++++ DATA TO USE ++++
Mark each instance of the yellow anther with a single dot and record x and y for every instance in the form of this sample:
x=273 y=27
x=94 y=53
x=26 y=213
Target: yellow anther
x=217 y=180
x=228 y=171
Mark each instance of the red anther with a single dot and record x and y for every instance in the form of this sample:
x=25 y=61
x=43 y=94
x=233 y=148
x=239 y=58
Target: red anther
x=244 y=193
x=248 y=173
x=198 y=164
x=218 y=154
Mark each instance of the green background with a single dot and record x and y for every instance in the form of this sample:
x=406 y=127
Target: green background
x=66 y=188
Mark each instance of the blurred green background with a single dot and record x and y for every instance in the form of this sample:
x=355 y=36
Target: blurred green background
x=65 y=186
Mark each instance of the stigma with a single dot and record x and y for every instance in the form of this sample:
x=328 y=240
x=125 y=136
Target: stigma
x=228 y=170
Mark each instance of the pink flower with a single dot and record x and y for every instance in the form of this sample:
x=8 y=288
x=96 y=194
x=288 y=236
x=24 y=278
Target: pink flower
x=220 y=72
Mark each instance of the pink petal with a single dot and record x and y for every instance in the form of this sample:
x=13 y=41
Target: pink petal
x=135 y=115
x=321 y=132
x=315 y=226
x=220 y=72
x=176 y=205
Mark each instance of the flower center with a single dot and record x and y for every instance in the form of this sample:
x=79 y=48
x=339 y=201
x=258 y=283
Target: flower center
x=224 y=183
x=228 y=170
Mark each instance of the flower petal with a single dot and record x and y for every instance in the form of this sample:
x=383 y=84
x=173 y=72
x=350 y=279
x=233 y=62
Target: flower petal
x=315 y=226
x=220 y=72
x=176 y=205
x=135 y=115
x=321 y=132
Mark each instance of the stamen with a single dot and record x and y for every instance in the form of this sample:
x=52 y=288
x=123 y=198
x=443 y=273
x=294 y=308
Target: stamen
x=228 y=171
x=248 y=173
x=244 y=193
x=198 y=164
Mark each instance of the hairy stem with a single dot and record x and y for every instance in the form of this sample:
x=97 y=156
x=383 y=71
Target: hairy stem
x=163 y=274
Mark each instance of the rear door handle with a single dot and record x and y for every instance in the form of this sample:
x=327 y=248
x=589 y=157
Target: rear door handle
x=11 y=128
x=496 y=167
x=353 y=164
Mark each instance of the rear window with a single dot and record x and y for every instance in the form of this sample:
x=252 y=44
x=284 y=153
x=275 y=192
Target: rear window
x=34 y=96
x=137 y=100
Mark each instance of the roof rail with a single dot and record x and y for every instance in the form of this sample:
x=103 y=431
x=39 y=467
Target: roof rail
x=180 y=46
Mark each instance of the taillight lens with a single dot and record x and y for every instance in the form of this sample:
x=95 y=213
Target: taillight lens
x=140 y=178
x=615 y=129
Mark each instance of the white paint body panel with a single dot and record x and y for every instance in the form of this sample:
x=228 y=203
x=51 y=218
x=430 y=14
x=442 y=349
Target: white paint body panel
++++
*OBJECTIVE*. Retype every line of the records above with no changes at all.

*EXERCISE RESULT*.
Mark each instance of the yellow anther with a single dot and record x and y for every instance in the form of this sample:
x=273 y=27
x=94 y=53
x=26 y=213
Target: yellow anther
x=217 y=180
x=228 y=171
Mark each instance of the red anther with a single dot and record x and y for every instance in the form of this sample:
x=25 y=61
x=43 y=94
x=233 y=148
x=239 y=58
Target: red anther
x=244 y=193
x=248 y=173
x=198 y=164
x=218 y=154
Mark each instance of the green background with a single dot and record x and y for every instance in the form of this sample:
x=406 y=127
Target: green background
x=66 y=188
Mark each instance of the blurred green background with a single dot and record x and y for every instance in the form of this sample:
x=355 y=36
Target: blurred green background
x=65 y=186
Mark each instance of the stigma with a single dot and record x and y for every instance in the form of this sample:
x=328 y=240
x=125 y=136
Target: stigma
x=228 y=170
Mark each instance of the pink flower with a single dot and record x and y for every instance in the form of this sample:
x=8 y=288
x=96 y=194
x=288 y=236
x=24 y=278
Target: pink flower
x=220 y=72
Mark each instance of the pink petal with a single dot and record x and y for every instance in the form of this sample:
x=13 y=41
Target: pink petal
x=135 y=115
x=321 y=132
x=315 y=226
x=220 y=72
x=176 y=205
Mark each instance of the flower center with a single dot and record x and y for every instance in the form of this sample:
x=79 y=48
x=339 y=201
x=258 y=283
Target: flower center
x=224 y=183
x=228 y=170
Mark each instance of the flower petal with a single dot and record x and y for every instance in the form of this sample:
x=383 y=84
x=173 y=72
x=350 y=279
x=233 y=62
Target: flower petal
x=315 y=226
x=220 y=72
x=176 y=205
x=135 y=115
x=321 y=132
Mark each instance of the stamen with a single dot and record x and y for every instance in the form of this sample:
x=52 y=288
x=123 y=198
x=443 y=273
x=294 y=308
Target: stamen
x=228 y=171
x=248 y=173
x=244 y=193
x=198 y=164
Mark each instance of the hairy stem with a single dot and record x and y for every instance in the form of this sample:
x=97 y=156
x=383 y=71
Target: hairy stem
x=163 y=274
Mark each instance of the rear door handle with a single dot and record x and y for every instance in the form of this sample:
x=327 y=248
x=589 y=157
Target: rear door handle
x=11 y=128
x=496 y=167
x=353 y=164
Mark each instance of the rear window with a single dot and record x and y for every instance in the form of this sample:
x=252 y=44
x=284 y=153
x=275 y=192
Target: rear window
x=34 y=96
x=137 y=100
Mark each instance of the roof rail with a single dot and record x and y for every instance in the form of this sample:
x=103 y=431
x=39 y=467
Target: roof rail
x=180 y=46
Mark each instance of the taillight lens with a single dot and record x and y for every instance in the form of this sample:
x=95 y=213
Target: taillight lens
x=140 y=178
x=615 y=129
Mark each instance of the white paint body panel with a single dot and record x and y for every instance in the form of this sample:
x=228 y=203
x=51 y=218
x=430 y=14
x=442 y=349
Target: white paint body panel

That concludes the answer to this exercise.